------ RECORD SET ------

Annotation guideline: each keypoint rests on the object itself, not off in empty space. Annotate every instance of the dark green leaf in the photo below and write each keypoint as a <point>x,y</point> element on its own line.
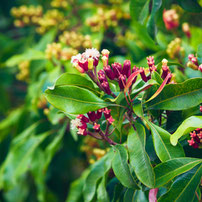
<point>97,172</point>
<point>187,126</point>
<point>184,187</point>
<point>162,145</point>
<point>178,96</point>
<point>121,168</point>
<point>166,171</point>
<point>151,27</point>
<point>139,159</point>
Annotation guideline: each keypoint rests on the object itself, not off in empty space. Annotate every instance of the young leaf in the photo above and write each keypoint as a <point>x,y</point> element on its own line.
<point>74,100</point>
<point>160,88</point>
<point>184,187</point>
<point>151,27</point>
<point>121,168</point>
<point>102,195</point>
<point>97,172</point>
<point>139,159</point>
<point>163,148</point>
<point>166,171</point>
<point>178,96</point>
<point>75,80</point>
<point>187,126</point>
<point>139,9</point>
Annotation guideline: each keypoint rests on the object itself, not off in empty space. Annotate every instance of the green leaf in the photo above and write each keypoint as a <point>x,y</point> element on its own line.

------
------ RECORD SET ------

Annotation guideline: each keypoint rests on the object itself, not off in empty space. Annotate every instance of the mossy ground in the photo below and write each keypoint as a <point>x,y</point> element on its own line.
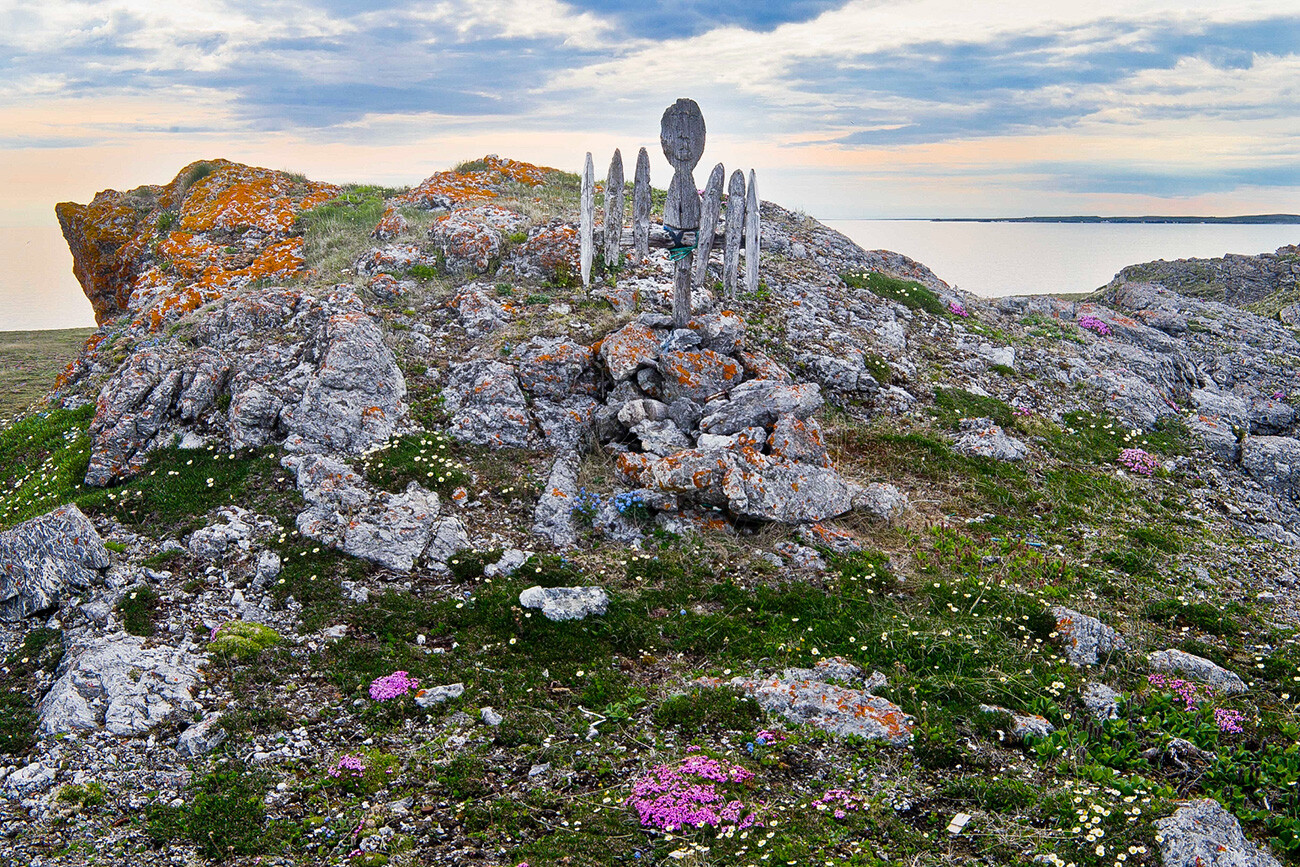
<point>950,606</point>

------
------ RECORD SET ------

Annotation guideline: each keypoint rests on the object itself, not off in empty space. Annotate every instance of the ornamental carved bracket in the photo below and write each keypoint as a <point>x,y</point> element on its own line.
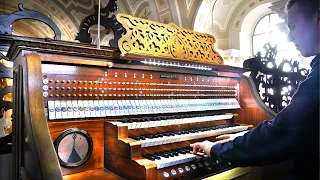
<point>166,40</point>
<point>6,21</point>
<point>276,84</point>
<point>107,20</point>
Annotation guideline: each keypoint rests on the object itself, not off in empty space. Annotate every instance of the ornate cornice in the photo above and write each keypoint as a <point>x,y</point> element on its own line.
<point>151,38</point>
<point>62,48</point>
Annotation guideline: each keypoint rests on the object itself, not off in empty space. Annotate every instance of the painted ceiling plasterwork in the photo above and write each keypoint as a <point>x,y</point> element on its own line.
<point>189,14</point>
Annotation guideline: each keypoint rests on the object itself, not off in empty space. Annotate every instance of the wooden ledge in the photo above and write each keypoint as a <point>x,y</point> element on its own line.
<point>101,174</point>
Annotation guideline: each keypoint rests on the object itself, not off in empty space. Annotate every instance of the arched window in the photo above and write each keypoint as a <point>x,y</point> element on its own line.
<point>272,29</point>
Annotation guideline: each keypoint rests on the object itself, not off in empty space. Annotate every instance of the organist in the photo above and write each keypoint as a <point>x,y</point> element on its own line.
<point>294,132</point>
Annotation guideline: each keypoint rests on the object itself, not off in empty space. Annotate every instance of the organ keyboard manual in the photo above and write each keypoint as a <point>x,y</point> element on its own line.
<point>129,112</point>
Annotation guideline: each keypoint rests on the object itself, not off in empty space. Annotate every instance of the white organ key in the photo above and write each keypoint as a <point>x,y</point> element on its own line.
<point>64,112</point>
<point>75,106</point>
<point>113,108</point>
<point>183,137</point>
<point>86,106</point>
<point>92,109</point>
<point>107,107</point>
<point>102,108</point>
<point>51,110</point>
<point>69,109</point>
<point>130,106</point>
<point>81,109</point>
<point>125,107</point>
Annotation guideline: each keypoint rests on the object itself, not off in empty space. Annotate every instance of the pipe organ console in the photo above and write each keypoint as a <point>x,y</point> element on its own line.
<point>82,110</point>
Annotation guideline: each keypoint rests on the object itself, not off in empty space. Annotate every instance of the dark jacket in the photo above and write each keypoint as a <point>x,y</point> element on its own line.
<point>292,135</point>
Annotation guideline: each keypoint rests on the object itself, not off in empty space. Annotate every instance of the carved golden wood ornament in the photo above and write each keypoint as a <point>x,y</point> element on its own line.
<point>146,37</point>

------

Copy the listing verbatim from the line with "the dark green" up to and including the line with "of the green", leaving out the pictures.

- THE REPLY
Annotation guideline: each keypoint rests on the object itself, not off in empty space. Annotate every instance of the dark green leaf in the photo below and write each keypoint as a <point>x,y</point> element on its own line.
<point>97,172</point>
<point>187,126</point>
<point>184,187</point>
<point>162,145</point>
<point>178,96</point>
<point>121,168</point>
<point>166,171</point>
<point>151,27</point>
<point>139,159</point>
Annotation guideline: each keypoint rests on the object itself, not off in empty space. Annotate every instance of the young leaf in the photo above and write each keypoint as a <point>x,y</point> element on its own line.
<point>74,100</point>
<point>160,88</point>
<point>184,187</point>
<point>151,27</point>
<point>121,168</point>
<point>102,195</point>
<point>97,172</point>
<point>139,159</point>
<point>163,148</point>
<point>166,171</point>
<point>178,96</point>
<point>75,80</point>
<point>187,126</point>
<point>139,9</point>
Annotation guideline: each keypoint rests on the object itself, not off in empty space. Annotate every instance of the green leaf in the photo above and write each keypoint as a <point>x,y</point> element on its own line.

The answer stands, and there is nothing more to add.